(Excerpts of location labeling data)
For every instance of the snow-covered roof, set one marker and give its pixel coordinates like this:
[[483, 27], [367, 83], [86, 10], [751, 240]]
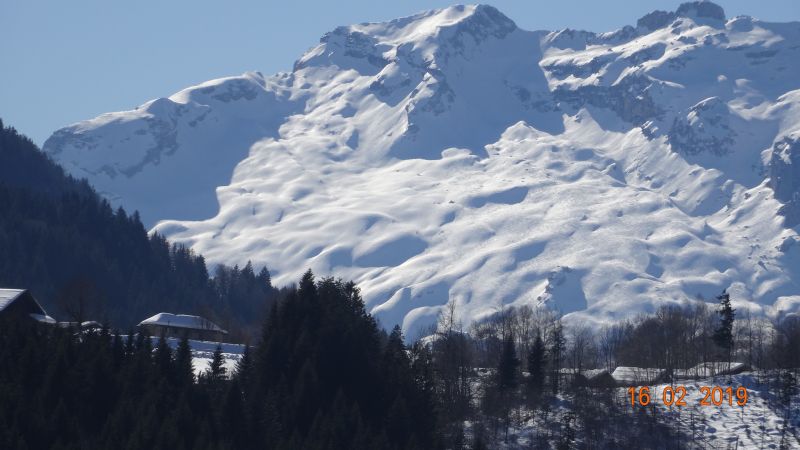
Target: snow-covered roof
[[182, 321], [43, 318], [634, 375], [7, 296], [710, 369]]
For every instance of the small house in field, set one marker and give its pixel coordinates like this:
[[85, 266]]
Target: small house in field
[[17, 304], [638, 376], [180, 325], [711, 369], [595, 378], [599, 378]]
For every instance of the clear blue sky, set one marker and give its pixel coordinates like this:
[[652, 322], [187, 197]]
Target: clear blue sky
[[68, 60]]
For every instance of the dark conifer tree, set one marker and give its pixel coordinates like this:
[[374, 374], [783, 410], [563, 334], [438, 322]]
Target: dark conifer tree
[[723, 335], [508, 365], [557, 343], [537, 363], [184, 370]]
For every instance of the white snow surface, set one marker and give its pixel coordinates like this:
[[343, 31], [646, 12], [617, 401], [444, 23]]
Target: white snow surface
[[453, 156]]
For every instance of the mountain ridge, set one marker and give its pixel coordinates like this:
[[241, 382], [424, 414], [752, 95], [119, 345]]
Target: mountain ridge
[[431, 156]]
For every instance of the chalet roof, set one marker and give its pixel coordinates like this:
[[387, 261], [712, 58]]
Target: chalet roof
[[7, 296], [637, 375], [182, 321]]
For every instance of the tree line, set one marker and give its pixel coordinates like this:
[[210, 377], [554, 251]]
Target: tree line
[[518, 367], [87, 261], [323, 376]]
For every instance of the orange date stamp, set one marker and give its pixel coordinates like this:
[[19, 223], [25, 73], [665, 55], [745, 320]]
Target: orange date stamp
[[675, 396]]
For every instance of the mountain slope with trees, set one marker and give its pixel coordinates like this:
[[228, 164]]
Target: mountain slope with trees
[[84, 260]]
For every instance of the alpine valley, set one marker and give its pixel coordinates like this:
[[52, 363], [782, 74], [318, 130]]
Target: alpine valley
[[452, 156]]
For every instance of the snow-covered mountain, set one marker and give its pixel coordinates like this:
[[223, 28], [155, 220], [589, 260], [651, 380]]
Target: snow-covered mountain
[[452, 155]]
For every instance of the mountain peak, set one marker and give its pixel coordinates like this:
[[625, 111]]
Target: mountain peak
[[697, 9], [701, 9]]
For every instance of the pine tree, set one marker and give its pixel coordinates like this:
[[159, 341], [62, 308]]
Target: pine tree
[[163, 356], [557, 343], [216, 370], [184, 370], [508, 365], [537, 361], [723, 335]]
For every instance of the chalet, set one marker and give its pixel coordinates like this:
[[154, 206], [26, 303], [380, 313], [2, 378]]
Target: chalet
[[599, 378], [595, 378], [711, 369], [18, 304], [180, 325], [638, 376]]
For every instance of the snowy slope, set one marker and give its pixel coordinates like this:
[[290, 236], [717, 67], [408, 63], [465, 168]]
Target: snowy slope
[[452, 155]]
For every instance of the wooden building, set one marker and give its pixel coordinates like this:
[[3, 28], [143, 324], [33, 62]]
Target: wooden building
[[17, 304], [180, 325]]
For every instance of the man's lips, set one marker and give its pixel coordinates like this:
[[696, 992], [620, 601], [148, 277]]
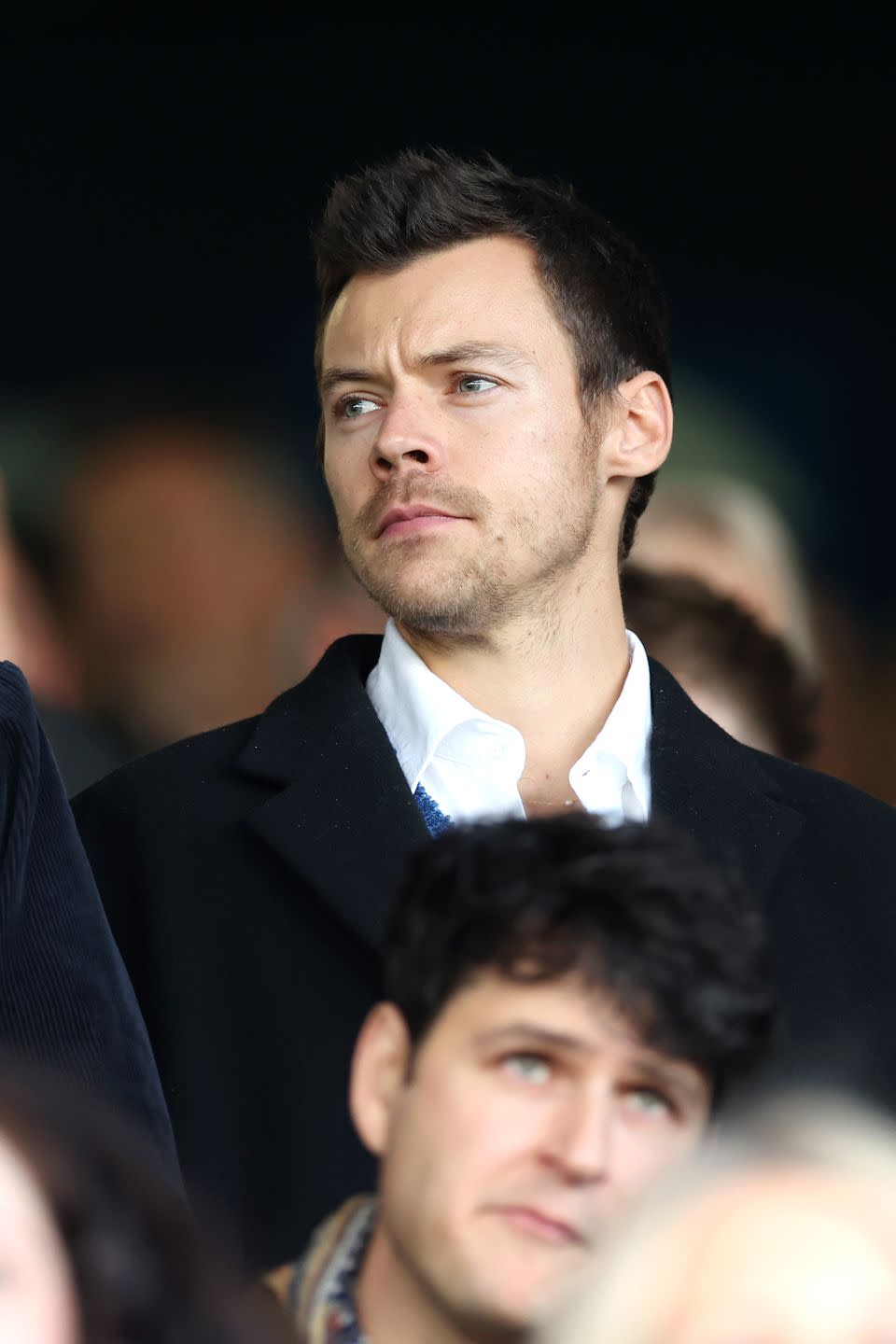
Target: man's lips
[[540, 1225], [412, 518]]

YOUR TASK
Please copy everything from the line containing "For every instance of the tree" down to the line containing "325], [638, 376]]", both included, shifting every coordinate in the answers up by 96 and leaving all other numbers unchanged.

ANSWER FOR THE TASK
For every instance of the tree line, set one marker and give its pixel coordinates like this:
[[210, 377], [554, 251]]
Target: tree line
[[614, 463], [183, 357], [419, 472]]
For every instance of the orange date stamp, set one marker and give its pixel coordinates like this:
[[19, 223], [25, 73], [665, 55], [745, 320]]
Target: orange date stamp
[[771, 492]]
For every instance of the mountain slope with trees, set one marker and give its pixel coordinates like this:
[[228, 164]]
Target: mountain slope with trees
[[180, 356]]
For every instance of the alpine valley, set one marker and give its pixel coordinates like this:
[[52, 363], [782, 74], [318, 130]]
Target: alpine valley
[[548, 252]]
For every instance of the snow-covered mountain, set one marker and give its pixel coordinates like this:
[[223, 28], [155, 220], [589, 260], [651, 380]]
Target: snow-covered mountain
[[548, 251]]
For every instance of the mountain peak, set one marker and give its pixel coordinates like this:
[[625, 111]]
Target: mountain peak
[[793, 105], [797, 105]]
For every instance of the pine tree, set one marker and give its pixel coordinates like this:
[[159, 341], [62, 308]]
Target: pine tree
[[259, 452], [653, 439], [312, 466], [280, 466], [604, 461], [633, 457], [819, 431]]
For every instance of the chalet, set one marker and give its pixel coordinates like this:
[[154, 206], [26, 303], [380, 313], [2, 378]]
Target: chalet
[[695, 474], [691, 474], [807, 465], [114, 400], [276, 421], [734, 472]]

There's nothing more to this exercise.